Exercise description
Please select each line in the rows below that contains the word "every" and copy those lines out. Case matters, so a match must have the same capitals.

Source data
┄┄┄┄┄┄┄┄┄┄

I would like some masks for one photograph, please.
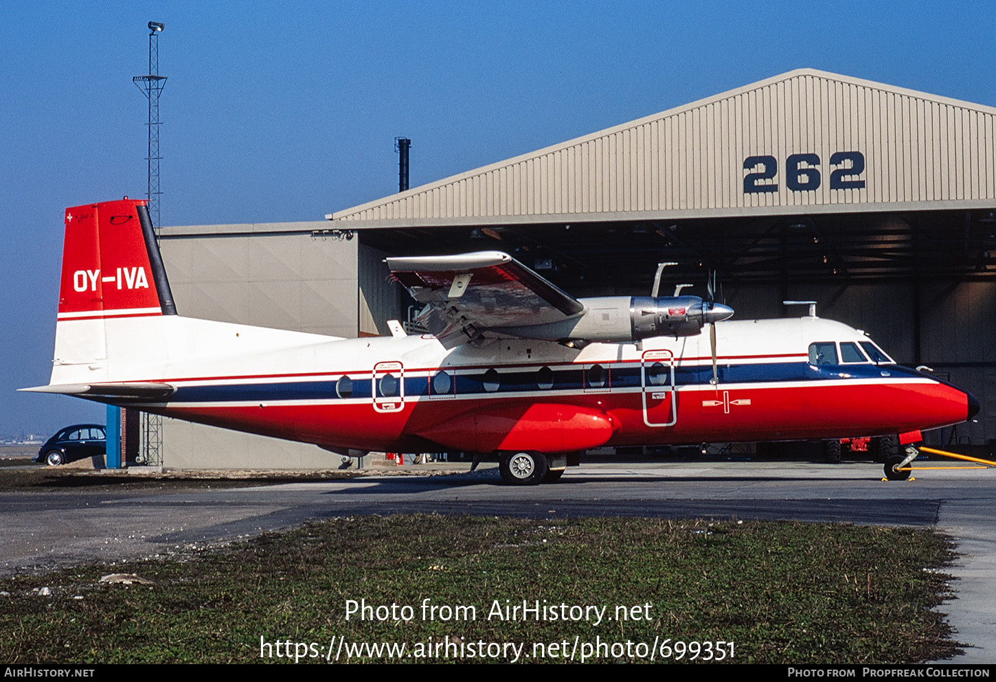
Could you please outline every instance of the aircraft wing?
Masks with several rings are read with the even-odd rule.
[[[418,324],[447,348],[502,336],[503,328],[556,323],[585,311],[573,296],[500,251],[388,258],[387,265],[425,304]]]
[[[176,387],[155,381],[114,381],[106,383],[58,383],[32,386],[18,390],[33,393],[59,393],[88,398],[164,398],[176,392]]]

┄┄┄┄┄┄┄┄┄┄

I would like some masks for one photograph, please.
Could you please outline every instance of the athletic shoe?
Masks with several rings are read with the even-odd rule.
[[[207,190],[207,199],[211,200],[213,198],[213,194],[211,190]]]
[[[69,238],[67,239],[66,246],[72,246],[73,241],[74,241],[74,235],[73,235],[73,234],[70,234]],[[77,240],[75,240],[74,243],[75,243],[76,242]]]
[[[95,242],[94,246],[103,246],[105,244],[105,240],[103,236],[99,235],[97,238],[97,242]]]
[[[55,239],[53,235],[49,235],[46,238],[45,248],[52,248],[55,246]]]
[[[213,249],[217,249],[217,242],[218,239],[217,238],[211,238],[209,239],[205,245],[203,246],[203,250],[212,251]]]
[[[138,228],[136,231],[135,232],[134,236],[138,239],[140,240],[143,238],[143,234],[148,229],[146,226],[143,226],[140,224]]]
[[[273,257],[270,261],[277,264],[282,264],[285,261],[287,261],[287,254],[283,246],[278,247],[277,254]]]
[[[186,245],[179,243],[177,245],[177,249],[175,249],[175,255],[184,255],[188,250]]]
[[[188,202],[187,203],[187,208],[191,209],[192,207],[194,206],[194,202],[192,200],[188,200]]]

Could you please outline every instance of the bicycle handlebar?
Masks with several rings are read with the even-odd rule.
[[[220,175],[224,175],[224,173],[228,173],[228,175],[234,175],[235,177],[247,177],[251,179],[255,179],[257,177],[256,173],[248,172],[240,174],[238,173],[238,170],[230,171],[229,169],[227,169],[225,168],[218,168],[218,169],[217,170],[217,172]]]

┄┄┄┄┄┄┄┄┄┄

Response to this exercise
Could you please outline every instance of the aircraft wing?
Could you please outline every instance of the athletic shoe?
Could you please outline every instance of the bicycle handlebar?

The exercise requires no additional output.